__Requirement__: Count the lines in the data below that contain the word "overcast", and reply with only that number.
====== Supplied information ======
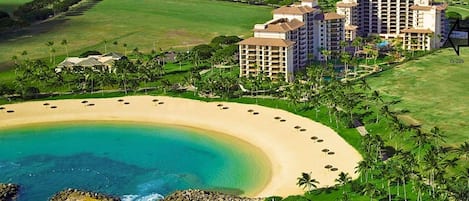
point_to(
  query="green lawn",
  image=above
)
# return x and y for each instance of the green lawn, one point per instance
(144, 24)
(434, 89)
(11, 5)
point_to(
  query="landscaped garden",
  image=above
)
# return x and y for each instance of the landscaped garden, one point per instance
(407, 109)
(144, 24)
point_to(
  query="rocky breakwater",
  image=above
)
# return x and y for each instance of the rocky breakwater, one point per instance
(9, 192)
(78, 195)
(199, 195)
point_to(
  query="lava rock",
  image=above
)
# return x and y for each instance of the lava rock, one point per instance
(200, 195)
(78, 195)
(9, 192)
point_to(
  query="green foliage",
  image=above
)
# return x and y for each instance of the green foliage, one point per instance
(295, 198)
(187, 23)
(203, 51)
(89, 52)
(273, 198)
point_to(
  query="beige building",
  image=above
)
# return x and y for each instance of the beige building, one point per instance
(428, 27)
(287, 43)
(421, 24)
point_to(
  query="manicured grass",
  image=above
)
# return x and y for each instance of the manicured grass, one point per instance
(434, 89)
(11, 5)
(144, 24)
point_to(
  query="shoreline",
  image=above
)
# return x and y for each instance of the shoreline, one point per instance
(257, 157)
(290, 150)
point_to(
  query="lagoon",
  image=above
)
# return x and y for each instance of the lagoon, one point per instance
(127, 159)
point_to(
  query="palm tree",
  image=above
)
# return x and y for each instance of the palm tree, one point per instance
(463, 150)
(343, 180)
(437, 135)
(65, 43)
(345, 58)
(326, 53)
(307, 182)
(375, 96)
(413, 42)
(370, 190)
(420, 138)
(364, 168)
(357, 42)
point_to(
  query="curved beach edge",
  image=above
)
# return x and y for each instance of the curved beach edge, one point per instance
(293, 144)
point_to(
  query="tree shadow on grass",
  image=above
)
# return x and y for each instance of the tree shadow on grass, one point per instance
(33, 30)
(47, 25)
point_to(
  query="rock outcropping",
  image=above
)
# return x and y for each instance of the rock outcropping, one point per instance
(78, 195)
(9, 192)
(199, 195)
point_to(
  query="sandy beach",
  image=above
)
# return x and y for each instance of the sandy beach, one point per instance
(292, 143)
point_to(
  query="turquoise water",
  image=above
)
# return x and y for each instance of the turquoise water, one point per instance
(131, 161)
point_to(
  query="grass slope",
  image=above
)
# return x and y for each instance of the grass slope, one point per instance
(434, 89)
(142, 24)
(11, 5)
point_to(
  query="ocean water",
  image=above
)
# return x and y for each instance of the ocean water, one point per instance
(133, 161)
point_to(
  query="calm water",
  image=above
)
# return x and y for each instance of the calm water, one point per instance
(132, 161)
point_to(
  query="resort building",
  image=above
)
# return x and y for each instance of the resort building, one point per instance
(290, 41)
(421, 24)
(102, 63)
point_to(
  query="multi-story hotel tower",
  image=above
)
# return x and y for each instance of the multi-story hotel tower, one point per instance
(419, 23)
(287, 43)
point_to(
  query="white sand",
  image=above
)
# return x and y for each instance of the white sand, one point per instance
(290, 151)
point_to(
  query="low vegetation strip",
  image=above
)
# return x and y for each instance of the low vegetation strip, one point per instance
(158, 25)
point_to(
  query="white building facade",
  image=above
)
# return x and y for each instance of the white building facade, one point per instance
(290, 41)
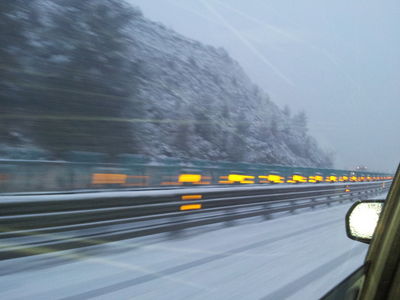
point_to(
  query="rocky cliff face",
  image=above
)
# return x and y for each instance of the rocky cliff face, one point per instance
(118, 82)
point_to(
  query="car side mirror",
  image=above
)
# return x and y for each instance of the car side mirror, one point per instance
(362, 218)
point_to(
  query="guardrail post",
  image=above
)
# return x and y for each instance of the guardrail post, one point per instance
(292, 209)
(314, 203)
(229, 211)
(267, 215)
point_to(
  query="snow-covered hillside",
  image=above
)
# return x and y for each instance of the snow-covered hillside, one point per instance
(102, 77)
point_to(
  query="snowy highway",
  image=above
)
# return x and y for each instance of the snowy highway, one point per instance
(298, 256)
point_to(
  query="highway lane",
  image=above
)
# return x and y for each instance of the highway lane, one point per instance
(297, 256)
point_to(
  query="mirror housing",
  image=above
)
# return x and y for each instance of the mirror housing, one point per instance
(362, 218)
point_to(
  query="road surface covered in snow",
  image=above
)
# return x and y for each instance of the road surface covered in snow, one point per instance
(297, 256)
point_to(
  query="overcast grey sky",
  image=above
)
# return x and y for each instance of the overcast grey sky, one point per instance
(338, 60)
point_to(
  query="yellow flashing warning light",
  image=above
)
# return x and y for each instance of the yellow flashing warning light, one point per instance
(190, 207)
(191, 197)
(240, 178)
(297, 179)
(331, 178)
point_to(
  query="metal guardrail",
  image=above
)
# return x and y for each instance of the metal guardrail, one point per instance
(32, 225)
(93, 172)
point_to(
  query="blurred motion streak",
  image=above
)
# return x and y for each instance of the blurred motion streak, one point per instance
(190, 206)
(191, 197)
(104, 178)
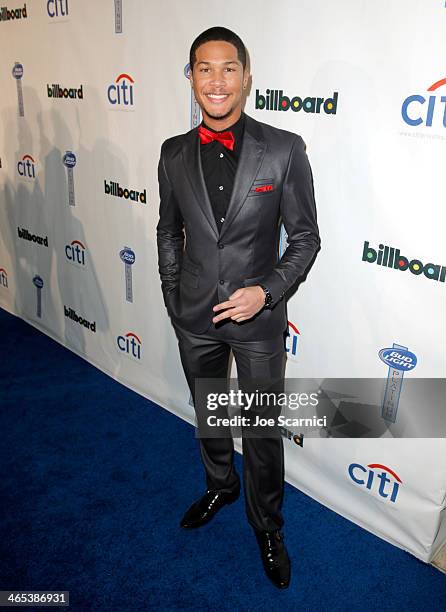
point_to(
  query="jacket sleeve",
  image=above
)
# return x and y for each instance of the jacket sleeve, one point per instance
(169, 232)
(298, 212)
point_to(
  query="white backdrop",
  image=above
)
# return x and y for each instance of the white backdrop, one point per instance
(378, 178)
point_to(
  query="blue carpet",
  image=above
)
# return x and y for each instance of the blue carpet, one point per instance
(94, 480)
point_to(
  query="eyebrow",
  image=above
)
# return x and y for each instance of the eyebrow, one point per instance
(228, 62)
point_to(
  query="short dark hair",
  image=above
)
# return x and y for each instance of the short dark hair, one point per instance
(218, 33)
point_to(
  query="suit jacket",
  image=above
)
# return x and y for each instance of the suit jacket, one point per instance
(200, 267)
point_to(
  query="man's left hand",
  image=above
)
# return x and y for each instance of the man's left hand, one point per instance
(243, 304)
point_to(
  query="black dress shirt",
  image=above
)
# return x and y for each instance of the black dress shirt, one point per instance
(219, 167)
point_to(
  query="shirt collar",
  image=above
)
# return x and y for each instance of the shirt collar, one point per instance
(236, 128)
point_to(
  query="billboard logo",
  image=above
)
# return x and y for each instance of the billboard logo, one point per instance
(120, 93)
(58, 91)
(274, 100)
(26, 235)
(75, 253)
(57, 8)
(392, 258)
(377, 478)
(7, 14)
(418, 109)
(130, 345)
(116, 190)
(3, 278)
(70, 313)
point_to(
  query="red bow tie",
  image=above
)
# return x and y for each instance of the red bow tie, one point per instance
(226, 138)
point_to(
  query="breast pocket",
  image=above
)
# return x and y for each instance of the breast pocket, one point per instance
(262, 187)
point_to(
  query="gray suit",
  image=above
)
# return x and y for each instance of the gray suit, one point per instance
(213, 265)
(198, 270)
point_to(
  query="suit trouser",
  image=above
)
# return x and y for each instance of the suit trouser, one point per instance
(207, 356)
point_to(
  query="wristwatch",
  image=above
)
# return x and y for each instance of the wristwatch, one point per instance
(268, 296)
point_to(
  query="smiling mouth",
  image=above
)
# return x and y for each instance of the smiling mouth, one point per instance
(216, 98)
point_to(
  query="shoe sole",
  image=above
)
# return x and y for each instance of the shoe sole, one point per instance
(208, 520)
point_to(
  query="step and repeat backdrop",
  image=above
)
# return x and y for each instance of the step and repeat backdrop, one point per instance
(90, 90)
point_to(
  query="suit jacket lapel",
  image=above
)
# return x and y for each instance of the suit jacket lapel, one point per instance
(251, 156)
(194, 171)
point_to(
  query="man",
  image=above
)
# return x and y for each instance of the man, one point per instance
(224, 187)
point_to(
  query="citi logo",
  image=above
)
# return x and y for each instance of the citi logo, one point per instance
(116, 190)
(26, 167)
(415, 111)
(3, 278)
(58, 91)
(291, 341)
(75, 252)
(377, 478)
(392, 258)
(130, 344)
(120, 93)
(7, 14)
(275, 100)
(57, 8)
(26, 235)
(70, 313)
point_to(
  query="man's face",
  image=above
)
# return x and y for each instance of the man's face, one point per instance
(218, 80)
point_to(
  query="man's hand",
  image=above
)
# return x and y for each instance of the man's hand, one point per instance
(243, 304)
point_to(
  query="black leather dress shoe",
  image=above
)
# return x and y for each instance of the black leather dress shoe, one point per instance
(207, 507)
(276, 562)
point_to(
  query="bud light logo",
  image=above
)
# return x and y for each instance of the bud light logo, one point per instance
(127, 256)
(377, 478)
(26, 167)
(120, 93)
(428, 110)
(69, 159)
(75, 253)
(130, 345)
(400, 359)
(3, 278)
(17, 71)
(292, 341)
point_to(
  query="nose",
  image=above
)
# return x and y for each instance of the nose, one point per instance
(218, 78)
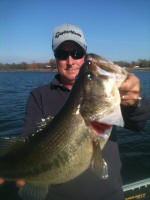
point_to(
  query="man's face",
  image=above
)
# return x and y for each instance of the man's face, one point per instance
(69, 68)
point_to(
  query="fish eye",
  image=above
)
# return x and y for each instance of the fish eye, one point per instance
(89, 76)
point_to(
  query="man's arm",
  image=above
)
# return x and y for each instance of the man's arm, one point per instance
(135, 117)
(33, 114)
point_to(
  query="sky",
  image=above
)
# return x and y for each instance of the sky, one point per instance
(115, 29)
======
__Response for this exercise__: 2